Description of the task: Rewrite the entries below with "dark brown cake crust" changed to "golden pie crust" everywhere it occurs, keeping every other part the same and leaving the pictures out.

Data shown:
"""

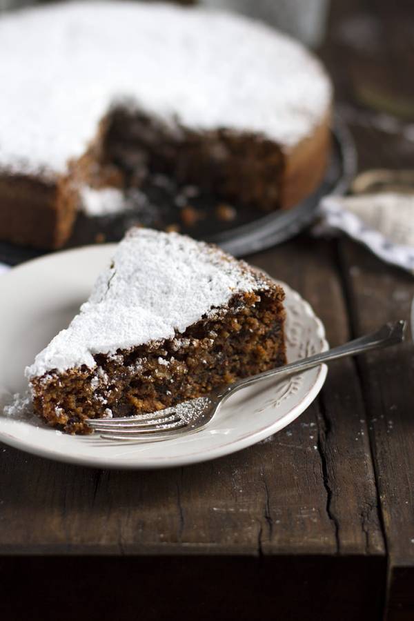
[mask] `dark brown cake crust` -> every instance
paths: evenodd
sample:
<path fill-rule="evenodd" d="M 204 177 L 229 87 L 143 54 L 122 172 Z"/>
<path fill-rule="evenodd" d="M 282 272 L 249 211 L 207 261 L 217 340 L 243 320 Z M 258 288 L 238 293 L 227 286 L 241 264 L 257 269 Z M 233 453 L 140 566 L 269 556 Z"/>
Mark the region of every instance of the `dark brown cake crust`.
<path fill-rule="evenodd" d="M 87 418 L 155 411 L 212 388 L 286 364 L 282 289 L 235 295 L 213 319 L 175 338 L 32 380 L 35 412 L 70 433 L 88 433 Z"/>
<path fill-rule="evenodd" d="M 65 175 L 40 177 L 0 171 L 0 240 L 39 248 L 61 247 L 81 203 L 83 185 L 139 188 L 148 173 L 213 191 L 224 202 L 262 211 L 288 208 L 320 183 L 330 148 L 331 114 L 290 152 L 254 133 L 226 128 L 175 130 L 136 110 L 112 110 L 86 152 Z"/>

"""

Solution to this problem:
[mask] `golden pie crust` -> every instance
paths: evenodd
sample:
<path fill-rule="evenodd" d="M 204 177 L 229 87 L 143 54 L 122 172 Z"/>
<path fill-rule="evenodd" d="M 282 272 L 249 211 L 207 261 L 217 340 L 243 320 Z M 258 288 L 238 293 L 227 286 L 241 264 L 257 269 Z M 233 453 L 140 566 L 269 556 Z"/>
Mark the region of every instance of the `golden pie crust`.
<path fill-rule="evenodd" d="M 87 418 L 155 411 L 212 388 L 286 364 L 282 289 L 235 295 L 213 319 L 175 338 L 32 380 L 35 412 L 70 433 L 88 433 Z"/>
<path fill-rule="evenodd" d="M 65 175 L 40 177 L 0 171 L 0 240 L 39 248 L 61 247 L 81 203 L 83 185 L 139 188 L 148 173 L 213 191 L 224 202 L 262 211 L 288 208 L 320 183 L 330 148 L 331 114 L 290 152 L 254 133 L 226 128 L 175 130 L 136 110 L 112 110 L 86 152 Z"/>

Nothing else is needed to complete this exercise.